The response must consist of the complete listing below, reproduced without alteration.
★ ★ ★ ★
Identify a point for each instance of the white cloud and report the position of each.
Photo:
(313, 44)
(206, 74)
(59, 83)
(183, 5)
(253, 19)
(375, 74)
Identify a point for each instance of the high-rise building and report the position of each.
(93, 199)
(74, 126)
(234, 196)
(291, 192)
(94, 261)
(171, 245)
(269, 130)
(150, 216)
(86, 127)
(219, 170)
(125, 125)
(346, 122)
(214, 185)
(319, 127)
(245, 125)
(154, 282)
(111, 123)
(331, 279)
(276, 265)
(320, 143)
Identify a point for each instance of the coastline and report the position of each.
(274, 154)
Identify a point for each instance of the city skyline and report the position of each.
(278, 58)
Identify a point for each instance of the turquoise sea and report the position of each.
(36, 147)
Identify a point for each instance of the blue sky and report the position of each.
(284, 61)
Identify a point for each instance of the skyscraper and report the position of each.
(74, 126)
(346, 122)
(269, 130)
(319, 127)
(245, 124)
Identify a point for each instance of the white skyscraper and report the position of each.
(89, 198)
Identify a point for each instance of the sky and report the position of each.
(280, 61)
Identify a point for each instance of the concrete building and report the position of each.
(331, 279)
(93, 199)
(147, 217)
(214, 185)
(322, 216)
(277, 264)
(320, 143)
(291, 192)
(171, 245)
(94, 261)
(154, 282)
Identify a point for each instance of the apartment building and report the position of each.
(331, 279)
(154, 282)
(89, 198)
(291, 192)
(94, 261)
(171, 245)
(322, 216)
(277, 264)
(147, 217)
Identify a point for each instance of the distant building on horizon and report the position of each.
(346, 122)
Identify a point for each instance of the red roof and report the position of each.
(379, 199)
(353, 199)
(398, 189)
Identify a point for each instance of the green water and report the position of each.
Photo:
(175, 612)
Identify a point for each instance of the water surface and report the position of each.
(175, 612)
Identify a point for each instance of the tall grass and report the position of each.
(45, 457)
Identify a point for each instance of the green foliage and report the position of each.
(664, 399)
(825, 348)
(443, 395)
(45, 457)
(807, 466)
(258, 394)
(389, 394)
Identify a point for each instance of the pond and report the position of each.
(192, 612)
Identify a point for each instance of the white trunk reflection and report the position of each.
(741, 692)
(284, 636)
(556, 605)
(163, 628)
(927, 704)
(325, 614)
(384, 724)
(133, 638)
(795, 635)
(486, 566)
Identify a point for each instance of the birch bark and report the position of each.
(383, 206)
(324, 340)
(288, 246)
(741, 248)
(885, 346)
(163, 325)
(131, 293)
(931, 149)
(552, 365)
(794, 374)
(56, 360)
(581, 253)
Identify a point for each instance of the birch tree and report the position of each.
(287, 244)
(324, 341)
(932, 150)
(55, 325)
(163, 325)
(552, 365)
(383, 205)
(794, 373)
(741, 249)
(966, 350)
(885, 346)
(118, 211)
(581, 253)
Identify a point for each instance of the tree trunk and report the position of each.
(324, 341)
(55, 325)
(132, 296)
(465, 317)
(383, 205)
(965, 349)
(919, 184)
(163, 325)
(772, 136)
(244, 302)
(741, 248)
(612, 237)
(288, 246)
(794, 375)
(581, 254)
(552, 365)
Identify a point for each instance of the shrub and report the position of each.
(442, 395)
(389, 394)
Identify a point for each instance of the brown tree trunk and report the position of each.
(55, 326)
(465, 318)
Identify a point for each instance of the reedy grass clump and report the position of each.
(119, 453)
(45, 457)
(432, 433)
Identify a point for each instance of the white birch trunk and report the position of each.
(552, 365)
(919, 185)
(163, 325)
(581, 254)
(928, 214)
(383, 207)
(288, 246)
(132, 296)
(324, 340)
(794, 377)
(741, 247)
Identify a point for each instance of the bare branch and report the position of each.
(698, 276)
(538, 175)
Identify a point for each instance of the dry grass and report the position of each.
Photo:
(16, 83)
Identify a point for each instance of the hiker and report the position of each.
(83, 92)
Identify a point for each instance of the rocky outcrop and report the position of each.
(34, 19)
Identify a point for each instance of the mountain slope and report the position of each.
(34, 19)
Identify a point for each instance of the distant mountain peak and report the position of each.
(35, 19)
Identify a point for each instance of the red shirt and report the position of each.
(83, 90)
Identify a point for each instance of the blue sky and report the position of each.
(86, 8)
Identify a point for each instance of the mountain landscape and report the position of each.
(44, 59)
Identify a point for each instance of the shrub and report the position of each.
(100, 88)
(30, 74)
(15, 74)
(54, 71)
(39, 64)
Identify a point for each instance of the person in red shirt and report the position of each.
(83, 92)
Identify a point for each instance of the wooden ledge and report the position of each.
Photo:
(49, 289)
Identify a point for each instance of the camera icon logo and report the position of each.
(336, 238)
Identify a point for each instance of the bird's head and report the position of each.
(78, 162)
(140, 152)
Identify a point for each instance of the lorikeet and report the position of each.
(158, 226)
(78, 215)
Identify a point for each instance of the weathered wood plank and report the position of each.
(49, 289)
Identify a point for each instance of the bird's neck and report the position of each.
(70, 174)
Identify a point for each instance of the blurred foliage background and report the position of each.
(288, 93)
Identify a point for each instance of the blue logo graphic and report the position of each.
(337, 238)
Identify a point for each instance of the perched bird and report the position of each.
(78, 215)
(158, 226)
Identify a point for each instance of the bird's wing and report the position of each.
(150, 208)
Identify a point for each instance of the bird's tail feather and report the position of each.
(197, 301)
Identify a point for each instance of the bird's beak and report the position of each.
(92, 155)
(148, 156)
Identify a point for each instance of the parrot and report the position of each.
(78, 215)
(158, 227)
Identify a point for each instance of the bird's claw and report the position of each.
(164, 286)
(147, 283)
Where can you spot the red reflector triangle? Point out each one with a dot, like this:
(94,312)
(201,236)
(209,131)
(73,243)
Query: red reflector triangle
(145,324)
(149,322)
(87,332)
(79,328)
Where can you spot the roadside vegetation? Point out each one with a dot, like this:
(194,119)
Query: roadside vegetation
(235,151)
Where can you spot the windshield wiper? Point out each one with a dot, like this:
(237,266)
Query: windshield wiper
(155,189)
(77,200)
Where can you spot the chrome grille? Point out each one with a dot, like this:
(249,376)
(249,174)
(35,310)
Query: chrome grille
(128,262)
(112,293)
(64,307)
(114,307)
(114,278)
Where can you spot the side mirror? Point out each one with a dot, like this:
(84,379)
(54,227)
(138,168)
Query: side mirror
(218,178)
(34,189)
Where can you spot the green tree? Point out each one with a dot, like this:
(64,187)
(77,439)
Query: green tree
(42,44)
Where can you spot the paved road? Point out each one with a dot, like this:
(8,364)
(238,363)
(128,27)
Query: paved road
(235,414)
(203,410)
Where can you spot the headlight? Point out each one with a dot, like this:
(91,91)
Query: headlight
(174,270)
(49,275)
★ ★ ★ ★
#### WRITTEN ANSWER:
Identify a point for each instance of the white cloud and report the position of each.
Photo:
(313, 44)
(206, 74)
(59, 83)
(183, 5)
(253, 19)
(375, 74)
Identify a point for each instance of the high-rise building and report the position of each.
(93, 199)
(74, 126)
(234, 196)
(291, 192)
(94, 261)
(171, 245)
(269, 130)
(150, 216)
(86, 127)
(219, 170)
(125, 125)
(346, 122)
(214, 185)
(319, 127)
(245, 125)
(154, 282)
(111, 123)
(331, 279)
(276, 265)
(320, 143)
Identify a point for each instance of the coastline and report the position of each.
(274, 154)
Identify a point for each instance of the city skyline and report the position of each.
(278, 58)
Identify a point for each instance of the turquoise sea and report the position of each.
(36, 147)
Identify a point for each instance of the blue sky and report the position of each.
(284, 61)
Identify a point for each instance of the skyscraper and report the position of each.
(74, 126)
(346, 122)
(269, 130)
(319, 127)
(245, 124)
Identify a point for each instance of the white skyscraper and report the position of each.
(89, 198)
Identify a point for each instance of the sky and report the position of each.
(280, 61)
Identify a point for each instance of the concrete building and report the position of each.
(331, 279)
(93, 199)
(147, 217)
(214, 185)
(322, 216)
(277, 264)
(320, 143)
(291, 192)
(171, 245)
(94, 261)
(154, 282)
Identify a point for each instance of the apartment building and report the position of each.
(331, 279)
(154, 282)
(89, 198)
(291, 192)
(94, 261)
(171, 245)
(322, 216)
(277, 264)
(147, 217)
Identify a point for each instance of the distant building on horizon and report the position of each.
(346, 122)
Identify a point for each instance of the red roof and report the position of each.
(379, 199)
(353, 199)
(398, 189)
Identify a point for each instance of the green water and report the position of each.
Photo:
(175, 612)
Identify a point for each instance of the water surface and report the position of each.
(175, 612)
Identify a point for each instance of the tall grass and report the position of each.
(45, 457)
Identify a point for each instance of the green foliage and report the position of each.
(664, 399)
(825, 348)
(443, 395)
(45, 457)
(807, 466)
(258, 394)
(389, 394)
Identify a point for each instance of the pond and report the position of each.
(192, 612)
Identify a point for each instance of the white trunk reflection and report the position of each.
(741, 692)
(284, 636)
(556, 605)
(163, 628)
(927, 704)
(325, 614)
(384, 724)
(133, 638)
(795, 635)
(486, 566)
Identify a point for each instance of the birch bark and report the position of each.
(383, 206)
(324, 340)
(288, 246)
(741, 248)
(885, 346)
(163, 325)
(131, 293)
(931, 149)
(552, 365)
(794, 374)
(56, 360)
(581, 253)
Identify a point for each instance of the birch tree and report the position of each.
(287, 244)
(324, 341)
(932, 150)
(55, 325)
(163, 325)
(552, 365)
(383, 205)
(794, 373)
(741, 249)
(966, 350)
(885, 346)
(118, 211)
(581, 253)
Identify a point for each instance of the tree trunk and report the position of each.
(324, 341)
(55, 325)
(132, 296)
(465, 317)
(383, 205)
(965, 349)
(919, 184)
(163, 325)
(772, 136)
(244, 302)
(741, 248)
(612, 237)
(288, 246)
(794, 375)
(581, 254)
(552, 365)
Identify a point for each instance of the shrub and report the position of each.
(442, 395)
(389, 394)
Identify a point for each instance of the brown tree trunk and report the position of each.
(55, 326)
(465, 318)
Identify a point for each instance of the reedy grass clump and report the position of each.
(119, 453)
(45, 457)
(432, 433)
Identify a point for each instance of the white birch trunk and report the position of each.
(552, 365)
(919, 185)
(163, 325)
(581, 254)
(928, 214)
(383, 207)
(288, 246)
(132, 296)
(324, 340)
(794, 377)
(741, 247)
Identify a point for each instance of the bare branch and report the position of each.
(698, 276)
(538, 175)
Identify a point for each instance of the dry grass and report the position of each.
Photo:
(16, 83)
Identify a point for each instance of the hiker and report the position of each.
(83, 92)
Identify a point for each instance of the rocky outcrop and report the position of each.
(34, 19)
Identify a point for each instance of the mountain slope and report the position of each.
(34, 19)
Identify a point for each instance of the distant mountain peak and report the position of each.
(35, 19)
Identify a point for each instance of the red shirt and report the position of each.
(83, 90)
Identify a point for each instance of the blue sky and report the position of each.
(86, 8)
Identify a point for each instance of the mountain landscape and report the position of each.
(44, 59)
Identify a point for each instance of the shrub and report the position of each.
(100, 88)
(30, 74)
(15, 74)
(54, 71)
(39, 64)
Identify a point for each instance of the person in red shirt and report the position of each.
(83, 92)
Identify a point for each instance of the wooden ledge and report the position of each.
Photo:
(49, 289)
Identify a point for each instance of the camera icon logo and report the position of each.
(336, 238)
Identify a point for each instance of the bird's head and report the position of each.
(78, 162)
(140, 152)
Identify a point for each instance of the lorikeet and report the position of each.
(158, 226)
(78, 215)
Identify a point for each instance of the weathered wood plank and report the position of each.
(49, 289)
Identify a point for each instance of the bird's neck and report the position of each.
(70, 174)
Identify a point for each instance of the blurred foliage background and report the position of each.
(288, 93)
Identify a point for each instance of the blue logo graphic and report the position of each.
(337, 238)
Identify a point for each instance of the perched bird and report the position of each.
(78, 215)
(158, 226)
Identify a point for each instance of the bird's wing and report the position of each.
(150, 208)
Identify a point for each instance of the bird's tail feather and report the position of each.
(197, 301)
Identify a point for each instance of the bird's beak and report the position of each.
(92, 155)
(148, 156)
Identify a point for each instance of the parrot and report the position of each.
(78, 215)
(158, 227)
Identify a point for each instance of the bird's claw and report the position of each.
(164, 286)
(147, 283)
Where can you spot the red reflector triangle? Point out each one with a dot, like this:
(94,312)
(201,236)
(209,131)
(73,243)
Query: red reflector triangle
(145,324)
(149,322)
(87,332)
(79,328)
Where can you spot the roadside vegetation? Point out each one with a dot, like this:
(194,119)
Query: roadside vegetation
(235,151)
Where can you spot the windshield wiper? Point out each one with a dot, like this:
(237,266)
Query: windshield wiper
(155,189)
(77,200)
Where can you spot the chrome grille? Point out each one with a dot, like this:
(249,376)
(249,174)
(35,310)
Query: chrome grille
(128,262)
(112,293)
(64,307)
(114,307)
(114,278)
Where can you spot the side mirror? Point out each one with a dot, like this:
(84,379)
(54,227)
(138,168)
Query: side mirror
(218,178)
(34,189)
Where can you spot the green tree? Point out each one with a dot, like this:
(64,187)
(77,439)
Query: green tree
(42,44)
Where can you spot the paved road? Point out each one with a dot, like this:
(8,364)
(238,363)
(128,27)
Query: paved road
(235,414)
(203,410)
Where can you spot the headlight? Point out each one with a dot, like this:
(91,91)
Query: headlight
(174,270)
(49,275)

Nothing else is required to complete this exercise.